BEGIN PROVIDED DATA

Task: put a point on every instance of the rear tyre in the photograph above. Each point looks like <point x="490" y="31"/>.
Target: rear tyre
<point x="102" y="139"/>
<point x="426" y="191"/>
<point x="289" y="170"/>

END PROVIDED DATA

# WORK REQUIRED:
Copy out the whole listing, word for word.

# EXERCISE OUTPUT:
Task: put a point on every instance of the rear tyre in the photograph above. Each point looks like <point x="490" y="31"/>.
Target: rear tyre
<point x="102" y="139"/>
<point x="426" y="191"/>
<point x="289" y="170"/>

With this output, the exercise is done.